§ **BRIEF A**: Decide whether each statement agrees with the ProxylessNAS-Pytorch thread, answering yes or no and quoting the deciding words. (i) The poster says the code updates weight parameters before architecture parameters. (ii) The poster says DARTS updates the parameters in the same order as this code. (iii) The poster says the original paper mentions rescaling architecture parameters in section 3.2.
§ **BRIEF B**: Extend the ProxylessNAS-Pytorch thread, starting after its last sentence.

§ **SELECTION**:
***
ProxylessNAS-Pytorch
ProxylessNAS-Pytorch copied to clipboard
Some confusions
Thank you for your code. I still have some confusions:
- Your code is different from DARTS. You first update weight parameters and then update architecture parameters. But DARTS is contrary to you. Could you elaborate on it? When you update architecture parameters, you calculate loss again on train set. This may occupy more GPU memory. I think after you updated weight parameters, you can directly use this loss.
# model weight update
optimizer.zero_grad()
logits = model(input)
loss = criterion(logits, target)
loss.backward()
nn.utils.clip_grad_norm_(model.parameters(), args.grad_clip)
optimizer.step()
# architect parameter alpha update
architect.step(input, target, input_search, target_search, lr, optimizer, unrolled=args.unrolled)``
- It is mentioned in the original paper that architecture parameters are resacled in section 3.2. Do you implement this function?
***
§ **INFORMATION SUPPLIED**:
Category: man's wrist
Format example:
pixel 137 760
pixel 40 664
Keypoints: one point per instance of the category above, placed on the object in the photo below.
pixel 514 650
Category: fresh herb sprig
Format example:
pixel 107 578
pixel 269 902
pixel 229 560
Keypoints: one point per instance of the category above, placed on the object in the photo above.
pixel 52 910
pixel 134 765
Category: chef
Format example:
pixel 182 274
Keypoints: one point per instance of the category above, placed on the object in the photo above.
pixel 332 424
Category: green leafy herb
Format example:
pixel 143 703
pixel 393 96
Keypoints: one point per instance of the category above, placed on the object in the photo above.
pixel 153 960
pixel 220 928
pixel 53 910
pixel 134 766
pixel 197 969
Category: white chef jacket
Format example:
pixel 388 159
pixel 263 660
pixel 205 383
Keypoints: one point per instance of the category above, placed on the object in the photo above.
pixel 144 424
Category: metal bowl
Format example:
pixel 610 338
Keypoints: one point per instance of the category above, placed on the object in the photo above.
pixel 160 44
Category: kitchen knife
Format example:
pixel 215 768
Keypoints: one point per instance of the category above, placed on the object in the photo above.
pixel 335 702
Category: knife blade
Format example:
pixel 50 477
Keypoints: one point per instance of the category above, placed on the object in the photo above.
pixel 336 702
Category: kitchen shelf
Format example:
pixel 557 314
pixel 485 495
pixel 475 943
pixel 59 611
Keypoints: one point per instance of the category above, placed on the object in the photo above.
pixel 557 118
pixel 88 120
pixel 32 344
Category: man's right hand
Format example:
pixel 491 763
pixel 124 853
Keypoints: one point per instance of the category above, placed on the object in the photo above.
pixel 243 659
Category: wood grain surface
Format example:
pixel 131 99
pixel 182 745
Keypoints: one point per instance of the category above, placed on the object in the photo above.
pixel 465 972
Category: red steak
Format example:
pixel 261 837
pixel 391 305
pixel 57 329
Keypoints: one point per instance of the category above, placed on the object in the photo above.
***
§ **EXERCISE ANSWER A**:
(i) Yes: "You first update weight parameters and then update architecture parameters."
(ii) No: "But DARTS is contrary to you."
(iii) Yes: "It is mentioned in the original paper that architecture parameters are resacled in section 3.2."

§ **EXERCISE ANSWER B**:
- There's one thing I'm not sure about. When update architecture parameters, the author of the origin paper masks architecture parameters and only two paths are selected. When update weight parameters, how many paths are selected? Two paths or all paths? Thank you very much!
@JihaoLee
- Darts and ProxylessNAS are two step search, first update the weight parameters and then update the architecture parameters. And i think two step user same GPU memory in
update weight first
orupdate architecture parameters first
. - Not implement the function, i implement it yet.
- Still Confused, i am asking the author of papers, I prefer the latter。
@xieydd Thank you! Could you give me a link to your implementation about ProxylessNAS?
Sorry, Still WIP.